** Start Source passage **

Why isn't our new site being indexed?
-
We built a new website for a client recently.
Site: https://www.woofadvisor.com/
It's been live for three weeks. Robots.txt isn't blocking Googlebot or anything.
Submitted a sitemap.xml through Webmasters but we still aren't being indexed.
Anyone have any ideas?
-
Hey Dirk,
No worries - I visited the question first time today and considered it unanswered as the site is perfectly accessible in California. I like to confirm what Search Console says as that is 'straight from the horses mouth'.
Thanks for confirming that the IP redirect has changed, that is interesting. It is impossible for us to know when that happened - I would have expected thing to get indexed quite fast when it changed.
With the extra info I'm happy to mark this as answered, but would be good to hear from the OP.
Best,
-Tom
-
Hi Tom,
I am not questioning your knowledge - I re-ran the test on webpagetest.org and I see that the site is now accessible for Californian ip (http://www.webpagetest.org/result/150911_6V_14J6/) which wasn't the case a few days ago (check the result on http://www.webpagetest.org/result/150907_G1_TE9/) - so there has been a change on the ip redirection. I also checked from Belgium - the site is now also accessible from here.

** End Source passage **

— To do —
Transcribe the thread on site indexing above word for word, from "Why isn't our" to "Googlebot or anything.".

** Start Provided records **

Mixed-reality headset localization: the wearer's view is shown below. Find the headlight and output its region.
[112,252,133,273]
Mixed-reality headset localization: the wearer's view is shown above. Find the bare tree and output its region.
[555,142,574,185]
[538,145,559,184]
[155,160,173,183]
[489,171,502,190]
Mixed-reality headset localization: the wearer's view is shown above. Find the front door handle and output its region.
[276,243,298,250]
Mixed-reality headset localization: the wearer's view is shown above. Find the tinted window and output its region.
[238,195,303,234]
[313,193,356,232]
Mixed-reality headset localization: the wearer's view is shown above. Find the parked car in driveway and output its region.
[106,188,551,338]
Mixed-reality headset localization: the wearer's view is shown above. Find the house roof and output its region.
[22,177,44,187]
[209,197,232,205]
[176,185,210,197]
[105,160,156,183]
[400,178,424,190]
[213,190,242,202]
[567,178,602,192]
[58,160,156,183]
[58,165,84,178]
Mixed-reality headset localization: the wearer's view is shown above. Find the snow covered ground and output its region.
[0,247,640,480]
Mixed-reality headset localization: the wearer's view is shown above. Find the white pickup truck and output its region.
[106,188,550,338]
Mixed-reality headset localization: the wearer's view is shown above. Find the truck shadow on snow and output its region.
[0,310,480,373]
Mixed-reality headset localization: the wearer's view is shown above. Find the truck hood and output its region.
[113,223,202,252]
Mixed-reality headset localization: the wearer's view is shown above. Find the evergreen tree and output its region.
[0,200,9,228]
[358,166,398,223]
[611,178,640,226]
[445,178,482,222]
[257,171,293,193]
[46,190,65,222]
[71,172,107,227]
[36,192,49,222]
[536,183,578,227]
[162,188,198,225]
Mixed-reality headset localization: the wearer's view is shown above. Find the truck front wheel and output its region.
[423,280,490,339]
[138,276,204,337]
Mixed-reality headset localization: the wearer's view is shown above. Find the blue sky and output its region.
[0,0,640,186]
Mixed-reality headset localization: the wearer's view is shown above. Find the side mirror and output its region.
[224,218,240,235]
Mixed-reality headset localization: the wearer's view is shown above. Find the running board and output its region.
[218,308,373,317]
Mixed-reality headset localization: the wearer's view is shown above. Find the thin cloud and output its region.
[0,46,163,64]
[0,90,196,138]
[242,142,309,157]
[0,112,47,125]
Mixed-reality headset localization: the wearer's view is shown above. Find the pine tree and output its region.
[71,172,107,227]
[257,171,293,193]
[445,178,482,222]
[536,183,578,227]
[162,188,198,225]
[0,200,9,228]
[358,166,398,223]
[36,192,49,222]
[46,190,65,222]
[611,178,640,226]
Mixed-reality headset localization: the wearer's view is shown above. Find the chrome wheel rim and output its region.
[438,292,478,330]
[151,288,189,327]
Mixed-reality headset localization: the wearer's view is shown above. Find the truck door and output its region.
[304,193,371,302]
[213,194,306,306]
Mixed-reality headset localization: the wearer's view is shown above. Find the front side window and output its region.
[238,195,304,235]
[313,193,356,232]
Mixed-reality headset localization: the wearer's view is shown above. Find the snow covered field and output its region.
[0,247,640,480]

** End Provided records **

— Result for this exercise —
Why isn't our new site being indexed?
-
We built a new website for a client recently.
Site: https://www.woofadvisor.com/
It's been live for three weeks. Robots.txt isn't blocking Googlebot or anything.